▶ The request
Restate every entry word for word.

▶ Source material
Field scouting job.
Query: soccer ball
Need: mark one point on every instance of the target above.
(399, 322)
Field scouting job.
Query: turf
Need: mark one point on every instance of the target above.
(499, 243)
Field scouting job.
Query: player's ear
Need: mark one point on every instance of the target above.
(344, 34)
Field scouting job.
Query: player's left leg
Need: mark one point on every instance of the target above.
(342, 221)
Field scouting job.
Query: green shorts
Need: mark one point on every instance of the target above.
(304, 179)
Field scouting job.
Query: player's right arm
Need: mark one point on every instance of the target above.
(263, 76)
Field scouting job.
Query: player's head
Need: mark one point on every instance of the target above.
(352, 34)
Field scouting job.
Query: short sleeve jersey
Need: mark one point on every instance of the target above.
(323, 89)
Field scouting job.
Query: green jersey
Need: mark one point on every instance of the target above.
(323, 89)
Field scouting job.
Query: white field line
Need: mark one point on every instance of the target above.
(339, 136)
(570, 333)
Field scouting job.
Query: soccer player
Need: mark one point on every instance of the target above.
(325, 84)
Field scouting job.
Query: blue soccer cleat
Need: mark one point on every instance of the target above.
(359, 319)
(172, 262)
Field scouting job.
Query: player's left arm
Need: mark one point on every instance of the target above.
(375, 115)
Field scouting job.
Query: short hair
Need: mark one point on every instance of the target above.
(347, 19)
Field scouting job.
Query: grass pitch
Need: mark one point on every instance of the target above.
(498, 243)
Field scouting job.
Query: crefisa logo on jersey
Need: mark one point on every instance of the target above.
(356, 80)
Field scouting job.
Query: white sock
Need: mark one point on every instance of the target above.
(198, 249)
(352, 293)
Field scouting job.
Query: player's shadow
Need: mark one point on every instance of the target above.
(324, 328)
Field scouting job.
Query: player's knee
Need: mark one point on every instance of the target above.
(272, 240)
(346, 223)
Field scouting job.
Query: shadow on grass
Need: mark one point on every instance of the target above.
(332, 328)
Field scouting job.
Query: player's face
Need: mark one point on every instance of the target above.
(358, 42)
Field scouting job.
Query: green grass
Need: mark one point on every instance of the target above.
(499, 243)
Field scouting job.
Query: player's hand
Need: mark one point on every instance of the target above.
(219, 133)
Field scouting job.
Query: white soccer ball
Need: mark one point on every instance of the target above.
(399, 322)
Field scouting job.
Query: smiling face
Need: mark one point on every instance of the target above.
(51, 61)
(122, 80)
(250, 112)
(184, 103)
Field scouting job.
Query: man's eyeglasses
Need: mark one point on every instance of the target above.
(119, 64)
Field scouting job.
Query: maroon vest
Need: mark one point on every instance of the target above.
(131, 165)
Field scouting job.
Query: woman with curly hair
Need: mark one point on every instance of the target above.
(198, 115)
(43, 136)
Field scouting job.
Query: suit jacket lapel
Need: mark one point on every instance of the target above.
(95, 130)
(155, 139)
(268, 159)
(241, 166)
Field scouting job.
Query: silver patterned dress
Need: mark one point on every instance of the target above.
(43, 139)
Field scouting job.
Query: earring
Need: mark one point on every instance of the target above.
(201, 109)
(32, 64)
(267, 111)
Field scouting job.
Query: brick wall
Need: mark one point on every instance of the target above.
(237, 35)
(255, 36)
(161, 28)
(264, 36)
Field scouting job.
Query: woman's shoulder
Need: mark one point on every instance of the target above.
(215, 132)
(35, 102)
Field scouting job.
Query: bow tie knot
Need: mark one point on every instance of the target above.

▶ Response to this task
Field scouting job.
Query: soccer ball
Need: mark one point on every instance of the target above.
(399, 322)
Field scouting job.
Query: turf
Need: mark one point on every instance of the target above.
(499, 243)
Field scouting job.
Query: player's ear
Need: mark one point on every instance of the target above.
(344, 34)
Field scouting job.
Query: player's left leg
Need: mark one point on every instance of the target above.
(342, 221)
Field scouting job.
Query: green shorts
Need: mark one point on every instance of the target above.
(304, 179)
Field scouting job.
Query: player's right arm
Need: mark one point on every instance of the target above.
(263, 76)
Field scouting job.
Query: player's head
Need: mark one point on every instance of the target above.
(352, 34)
Field scouting job.
Query: short sleeve jersey
Need: mark one point on every instance of the target above.
(323, 89)
Field scouting job.
Query: green jersey
Need: mark one point on every instance of the target above.
(323, 89)
Field scouting job.
Query: white field line
Need: mark one point on every instance of the target above.
(339, 136)
(570, 333)
Field scouting job.
Query: soccer player
Need: mark one point on every instance of the target above.
(325, 84)
Field scouting job.
Query: blue soccer cleat
Need: mark one point on every instance of the target above.
(359, 319)
(172, 262)
Field scouting job.
Query: player's left arm
Need: mark one point on every instance of the target above.
(375, 115)
Field scouting job.
Query: short hair
Need: mark one point on every instance of the target above.
(347, 19)
Field scouting job.
Query: grass pitch
Need: mark one point on every instance of the target above.
(498, 243)
Field scouting job.
Query: crefisa logo on jersey
Need: mark one point on every instance of the target above.
(356, 80)
Field scouting job.
Query: white sock
Need: mark one point on every instance of the target above.
(198, 249)
(352, 293)
Field scouting job.
Query: player's shadow
Need: mark one point on every instance of the target above.
(324, 328)
Field scouting job.
Query: player's knee
Need: mark one point on every instance of the target above.
(272, 240)
(346, 223)
Field scouting job.
Query: shadow on grass
Need: mark one point on every instance of the target above.
(332, 328)
Field scouting job.
Query: player's face
Need: mark one point on every instance of the target above.
(358, 42)
Field scouting job.
Query: green grass
Need: mark one point on every instance of the target above.
(499, 243)
Field scouting job.
Query: player's hand
Need: mark one point on every instance of the target above.
(219, 133)
Field scouting job.
Query: white soccer ball
Need: mark one point on every instance of the target above.
(399, 322)
Field scouting job.
Query: smiling face
Need: mark one point on every instance of the target above.
(51, 61)
(122, 80)
(250, 112)
(184, 103)
Field scouting job.
Query: man's eyeglasses
Need: mark one point on every instance of the target above.
(119, 64)
Field scouting job.
Query: maroon vest
Need: mark one point on every instance of the target above.
(131, 165)
Field scouting job.
Query: woman with curly hair
Need: mark one point on every instance of the target above.
(198, 115)
(43, 136)
Field scouting job.
Query: suit jacket lapel
Need: mark one point on every instance of the target above.
(95, 130)
(155, 139)
(268, 159)
(241, 166)
Field scouting job.
Query: silver patterned dress
Need: mark one point on every instance of the target above.
(43, 139)
Field scouting job.
Query: earring
Need: mark one point on every instance of the target above.
(201, 109)
(32, 64)
(267, 111)
Field scouting job.
Query: brick wall
Need: mark one point on every instance of the target above.
(237, 35)
(255, 36)
(161, 28)
(264, 36)
Field scouting job.
Query: woman's shoulder
Need: mark one point on every instance of the target above.
(215, 132)
(35, 102)
Field scouting job.
Query: bow tie knot
Need: mark one point on every instance of the target above.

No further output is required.